[A run of records]
····················

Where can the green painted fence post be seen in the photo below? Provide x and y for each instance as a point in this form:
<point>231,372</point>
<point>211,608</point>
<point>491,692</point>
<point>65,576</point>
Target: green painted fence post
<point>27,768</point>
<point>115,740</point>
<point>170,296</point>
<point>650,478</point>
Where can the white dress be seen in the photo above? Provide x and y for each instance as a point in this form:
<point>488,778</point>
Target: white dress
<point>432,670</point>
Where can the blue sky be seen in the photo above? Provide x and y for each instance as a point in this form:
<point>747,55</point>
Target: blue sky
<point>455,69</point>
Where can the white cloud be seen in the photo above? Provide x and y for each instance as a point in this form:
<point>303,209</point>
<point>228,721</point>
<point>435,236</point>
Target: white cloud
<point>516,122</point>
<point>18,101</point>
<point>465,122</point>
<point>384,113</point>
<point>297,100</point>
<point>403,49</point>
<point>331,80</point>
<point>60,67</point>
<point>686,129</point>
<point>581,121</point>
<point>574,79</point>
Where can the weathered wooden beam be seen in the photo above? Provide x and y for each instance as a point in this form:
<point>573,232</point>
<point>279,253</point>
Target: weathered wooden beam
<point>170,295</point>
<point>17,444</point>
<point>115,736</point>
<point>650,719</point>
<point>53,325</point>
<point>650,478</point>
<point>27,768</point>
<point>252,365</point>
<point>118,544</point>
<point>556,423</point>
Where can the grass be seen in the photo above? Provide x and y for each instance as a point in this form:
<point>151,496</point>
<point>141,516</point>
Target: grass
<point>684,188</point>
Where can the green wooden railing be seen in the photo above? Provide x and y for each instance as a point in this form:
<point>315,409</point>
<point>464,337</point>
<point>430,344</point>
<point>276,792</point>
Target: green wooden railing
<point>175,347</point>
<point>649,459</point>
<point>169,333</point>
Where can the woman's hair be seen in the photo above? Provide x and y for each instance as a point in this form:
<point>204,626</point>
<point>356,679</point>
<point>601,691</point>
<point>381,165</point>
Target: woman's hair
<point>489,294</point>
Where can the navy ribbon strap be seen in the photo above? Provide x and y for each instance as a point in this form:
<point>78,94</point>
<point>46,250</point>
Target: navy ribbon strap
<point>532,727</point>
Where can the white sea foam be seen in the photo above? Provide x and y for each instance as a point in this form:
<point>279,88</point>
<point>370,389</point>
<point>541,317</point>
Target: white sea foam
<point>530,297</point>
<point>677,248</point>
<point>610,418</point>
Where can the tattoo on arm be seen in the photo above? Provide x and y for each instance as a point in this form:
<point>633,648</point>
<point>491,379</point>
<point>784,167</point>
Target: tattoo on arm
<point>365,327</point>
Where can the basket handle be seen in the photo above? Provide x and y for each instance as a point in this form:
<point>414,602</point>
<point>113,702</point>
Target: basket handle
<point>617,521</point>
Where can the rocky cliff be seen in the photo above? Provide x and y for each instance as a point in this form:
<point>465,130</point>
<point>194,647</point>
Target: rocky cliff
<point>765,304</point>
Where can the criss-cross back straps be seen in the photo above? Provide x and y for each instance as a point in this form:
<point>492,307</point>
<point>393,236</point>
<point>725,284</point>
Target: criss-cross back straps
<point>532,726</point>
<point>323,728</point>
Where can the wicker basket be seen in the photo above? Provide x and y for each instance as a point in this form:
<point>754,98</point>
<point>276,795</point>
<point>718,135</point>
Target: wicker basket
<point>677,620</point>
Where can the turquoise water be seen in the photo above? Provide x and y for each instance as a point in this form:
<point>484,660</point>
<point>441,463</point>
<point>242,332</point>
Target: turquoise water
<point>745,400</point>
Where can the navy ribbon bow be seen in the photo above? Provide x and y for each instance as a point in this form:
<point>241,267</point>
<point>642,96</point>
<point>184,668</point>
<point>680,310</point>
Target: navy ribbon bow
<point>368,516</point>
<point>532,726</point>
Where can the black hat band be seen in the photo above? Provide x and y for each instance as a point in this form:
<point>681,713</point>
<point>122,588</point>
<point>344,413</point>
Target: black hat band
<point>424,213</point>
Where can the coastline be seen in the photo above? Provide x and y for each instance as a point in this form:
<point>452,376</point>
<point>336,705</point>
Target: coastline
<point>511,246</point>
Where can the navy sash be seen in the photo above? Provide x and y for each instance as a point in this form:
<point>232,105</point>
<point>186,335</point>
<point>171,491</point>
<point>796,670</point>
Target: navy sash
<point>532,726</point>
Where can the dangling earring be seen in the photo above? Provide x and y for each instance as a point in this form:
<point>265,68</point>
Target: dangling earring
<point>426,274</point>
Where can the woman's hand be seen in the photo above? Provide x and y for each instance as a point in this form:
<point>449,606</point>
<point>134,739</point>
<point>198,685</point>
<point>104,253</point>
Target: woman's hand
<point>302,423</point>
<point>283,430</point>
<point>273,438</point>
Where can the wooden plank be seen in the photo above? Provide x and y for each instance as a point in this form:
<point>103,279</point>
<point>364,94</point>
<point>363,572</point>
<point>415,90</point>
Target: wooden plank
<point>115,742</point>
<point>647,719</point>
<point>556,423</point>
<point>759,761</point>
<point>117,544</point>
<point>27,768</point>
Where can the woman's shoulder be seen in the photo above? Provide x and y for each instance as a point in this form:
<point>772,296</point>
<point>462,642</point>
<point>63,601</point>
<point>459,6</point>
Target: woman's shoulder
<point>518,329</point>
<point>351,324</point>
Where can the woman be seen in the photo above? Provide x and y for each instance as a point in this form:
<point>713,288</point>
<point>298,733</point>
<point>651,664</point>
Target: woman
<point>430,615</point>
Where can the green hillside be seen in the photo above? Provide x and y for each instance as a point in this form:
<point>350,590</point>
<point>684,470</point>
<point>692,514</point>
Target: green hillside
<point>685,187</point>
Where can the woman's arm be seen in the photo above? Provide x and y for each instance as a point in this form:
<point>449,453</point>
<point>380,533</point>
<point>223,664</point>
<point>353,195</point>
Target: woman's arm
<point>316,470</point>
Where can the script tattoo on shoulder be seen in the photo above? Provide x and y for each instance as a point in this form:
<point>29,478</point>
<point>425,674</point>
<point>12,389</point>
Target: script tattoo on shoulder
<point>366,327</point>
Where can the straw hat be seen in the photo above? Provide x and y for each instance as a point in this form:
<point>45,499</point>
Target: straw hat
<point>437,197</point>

····················

Express every line of the records above as a Markdown table with the columns No. and Line. Number the rows and leave out blank lines.

### Answer
| No. | Line |
|---|---|
| 1 | Where can the green painted fence post be seen in the photo below? Provide x and y for each instance as a point in this form: |
| 2 | <point>231,372</point> |
| 3 | <point>211,608</point> |
| 4 | <point>491,692</point> |
| 5 | <point>65,576</point> |
| 6 | Target: green painted fence post |
| 7 | <point>27,768</point> |
| 8 | <point>115,740</point> |
| 9 | <point>170,296</point> |
| 10 | <point>650,478</point> |
| 11 | Where can the white dress be seen in the photo above? Provide x and y for each instance as a point in this form: |
| 12 | <point>488,778</point> |
| 13 | Target: white dress |
| 14 | <point>432,670</point> |
| 15 | Where can the blue sky be seen in the photo above? Provide x and y for each instance as a point in this form: |
| 16 | <point>747,55</point> |
| 17 | Target: blue sky |
| 18 | <point>455,69</point> |
| 19 | Where can the white cloud be seen in the photo above? Provide x and y for each instance as a point in this form: |
| 20 | <point>303,209</point> |
| 21 | <point>228,721</point> |
| 22 | <point>435,236</point> |
| 23 | Target: white cloud |
| 24 | <point>516,122</point> |
| 25 | <point>18,101</point> |
| 26 | <point>465,122</point> |
| 27 | <point>384,113</point> |
| 28 | <point>297,100</point> |
| 29 | <point>403,49</point> |
| 30 | <point>331,80</point> |
| 31 | <point>60,67</point> |
| 32 | <point>686,129</point> |
| 33 | <point>581,121</point> |
| 34 | <point>574,79</point> |
| 35 | Where can the weathered wooden beam be seen in the photo above? Provide x and y for each instance as a point in this form: |
| 36 | <point>573,232</point> |
| 37 | <point>279,253</point> |
| 38 | Target: weathered wooden beam |
| 39 | <point>170,295</point> |
| 40 | <point>17,444</point> |
| 41 | <point>115,736</point> |
| 42 | <point>650,719</point> |
| 43 | <point>53,325</point> |
| 44 | <point>650,478</point> |
| 45 | <point>27,768</point> |
| 46 | <point>252,365</point> |
| 47 | <point>118,544</point> |
| 48 | <point>556,423</point> |
| 49 | Where can the grass be seen in the photo above? Provide x and y for each instance as a point in this form: |
| 50 | <point>151,496</point> |
| 51 | <point>141,516</point> |
| 52 | Target: grass |
| 53 | <point>684,188</point> |
| 54 | Where can the green wooden railing be seen in the photo above? Provide x and y for each instance as a point in this form: |
| 55 | <point>315,409</point> |
| 56 | <point>464,337</point> |
| 57 | <point>430,344</point> |
| 58 | <point>276,792</point> |
| 59 | Target: green wooden railing |
| 60 | <point>175,347</point> |
| 61 | <point>649,459</point> |
| 62 | <point>169,333</point> |
| 63 | Where can the woman's hair be seen in the photo above? Provide x and y for each instance as a point in this form: |
| 64 | <point>204,626</point> |
| 65 | <point>356,679</point> |
| 66 | <point>601,691</point> |
| 67 | <point>381,165</point> |
| 68 | Target: woman's hair |
| 69 | <point>489,294</point> |
| 70 | Where can the navy ribbon strap be seen in the photo above? Provide x and y for each instance as a point in this form: |
| 71 | <point>78,94</point> |
| 72 | <point>46,250</point> |
| 73 | Target: navy ribbon strap |
| 74 | <point>532,727</point> |
| 75 | Where can the white sea foam be seen in the photo above? Provide x and y for each instance as a point in this form: |
| 76 | <point>279,88</point> |
| 77 | <point>370,389</point> |
| 78 | <point>541,317</point> |
| 79 | Target: white sea foam |
| 80 | <point>530,297</point> |
| 81 | <point>677,248</point> |
| 82 | <point>610,418</point> |
| 83 | Where can the tattoo on arm be seen in the photo above? Provide x and y for each instance as a point in this form: |
| 84 | <point>633,648</point> |
| 85 | <point>491,379</point> |
| 86 | <point>784,167</point> |
| 87 | Target: tattoo on arm |
| 88 | <point>365,327</point> |
| 89 | Where can the basket handle be seen in the photo above? Provide x and y for each instance as a point in this form: |
| 90 | <point>414,602</point> |
| 91 | <point>113,702</point> |
| 92 | Target: basket handle |
| 93 | <point>617,521</point> |
| 94 | Where can the rocky cliff be seen in the photo above? Provide x and y for each instance as a point in this form: |
| 95 | <point>465,130</point> |
| 96 | <point>194,647</point> |
| 97 | Target: rocky cliff |
| 98 | <point>765,304</point> |
| 99 | Where can the criss-cross back straps be seen in the photo above? Provide x and y for each instance as a point in this form: |
| 100 | <point>492,307</point> |
| 101 | <point>393,236</point> |
| 102 | <point>725,284</point> |
| 103 | Target: criss-cross back straps |
| 104 | <point>532,726</point> |
| 105 | <point>323,728</point> |
| 106 | Where can the wicker basket be seen in the photo above? Provide x and y for each instance as a point in this form: |
| 107 | <point>754,98</point> |
| 108 | <point>276,795</point> |
| 109 | <point>718,135</point> |
| 110 | Target: wicker basket |
| 111 | <point>677,620</point> |
| 112 | Where can the turquoise water be seen in the photo above? Provide x and y for each instance as a point in this form: |
| 113 | <point>484,660</point> |
| 114 | <point>441,463</point> |
| 115 | <point>242,332</point> |
| 116 | Target: turquoise water |
| 117 | <point>745,400</point> |
| 118 | Where can the navy ribbon bow be seen in the photo above? Provide x and y for each instance as a point in this form: |
| 119 | <point>241,267</point> |
| 120 | <point>642,96</point> |
| 121 | <point>184,668</point> |
| 122 | <point>680,310</point> |
| 123 | Target: navy ribbon bow |
| 124 | <point>368,516</point> |
| 125 | <point>532,726</point> |
| 126 | Where can the black hat band be seen in the photo above? Provide x and y for each instance as a point in this form: |
| 127 | <point>681,713</point> |
| 128 | <point>122,588</point> |
| 129 | <point>344,413</point> |
| 130 | Target: black hat band |
| 131 | <point>424,213</point> |
| 132 | Where can the coastline be seen in the photo above? Provide x and y for each instance as a point in this form: |
| 133 | <point>452,376</point> |
| 134 | <point>336,705</point> |
| 135 | Target: coastline |
| 136 | <point>511,246</point> |
| 137 | Where can the navy sash be seen in the photo above? Provide x and y for each instance as a point in this form: |
| 138 | <point>232,105</point> |
| 139 | <point>186,335</point> |
| 140 | <point>171,491</point> |
| 141 | <point>796,670</point> |
| 142 | Target: navy sash |
| 143 | <point>532,726</point> |
| 144 | Where can the dangling earring be seen in the photo above? Provide x and y for each instance as a point in this form: |
| 145 | <point>265,68</point> |
| 146 | Target: dangling earring |
| 147 | <point>426,274</point> |
| 148 | Where can the woman's hand be seen in the photo above? Provide x and y for each instance as a point in this form: |
| 149 | <point>449,606</point> |
| 150 | <point>134,739</point> |
| 151 | <point>198,685</point> |
| 152 | <point>104,253</point> |
| 153 | Target: woman's hand |
| 154 | <point>302,423</point> |
| 155 | <point>283,430</point> |
| 156 | <point>273,438</point> |
| 157 | Where can the wooden plank be seen in the photo above? Provide x and y for each instance as a point in this form: |
| 158 | <point>103,279</point> |
| 159 | <point>364,94</point> |
| 160 | <point>363,572</point> |
| 161 | <point>415,90</point> |
| 162 | Target: wooden plank |
| 163 | <point>115,742</point> |
| 164 | <point>647,719</point> |
| 165 | <point>556,423</point> |
| 166 | <point>759,761</point> |
| 167 | <point>117,544</point> |
| 168 | <point>27,768</point> |
| 169 | Where can the woman's shoulder be seen in the photo above? Provide x and y for each instance as a point in this form: |
| 170 | <point>772,296</point> |
| 171 | <point>462,642</point> |
| 172 | <point>63,601</point> |
| 173 | <point>459,6</point> |
| 174 | Target: woman's shoulder |
| 175 | <point>518,329</point> |
| 176 | <point>351,324</point> |
| 177 | Where can the woman be seen in the photo above? Provide x and y for each instance as a point in this form: |
| 178 | <point>713,288</point> |
| 179 | <point>298,733</point> |
| 180 | <point>651,664</point> |
| 181 | Target: woman |
| 182 | <point>430,615</point> |
| 183 | Where can the green hillside be seen in the photo above? Provide x and y for each instance as a point in this form: |
| 184 | <point>350,590</point> |
| 185 | <point>684,470</point> |
| 186 | <point>692,514</point> |
| 187 | Target: green hillside |
| 188 | <point>685,187</point> |
| 189 | Where can the woman's arm be seen in the photo above? Provide x and y for each instance as a point in this form: |
| 190 | <point>449,453</point> |
| 191 | <point>380,533</point> |
| 192 | <point>223,664</point> |
| 193 | <point>353,195</point> |
| 194 | Target: woman's arm |
| 195 | <point>316,470</point> |
| 196 | Where can the script tattoo on shoulder be seen in the photo above? Provide x and y for each instance as a point in this form: |
| 197 | <point>29,478</point> |
| 198 | <point>425,674</point> |
| 199 | <point>12,389</point> |
| 200 | Target: script tattoo on shoulder |
| 201 | <point>366,327</point> |
| 202 | Where can the straw hat be seen in the photo above? Provide x and y for each instance as a point in this form: |
| 203 | <point>45,499</point> |
| 204 | Target: straw hat |
| 205 | <point>437,197</point> |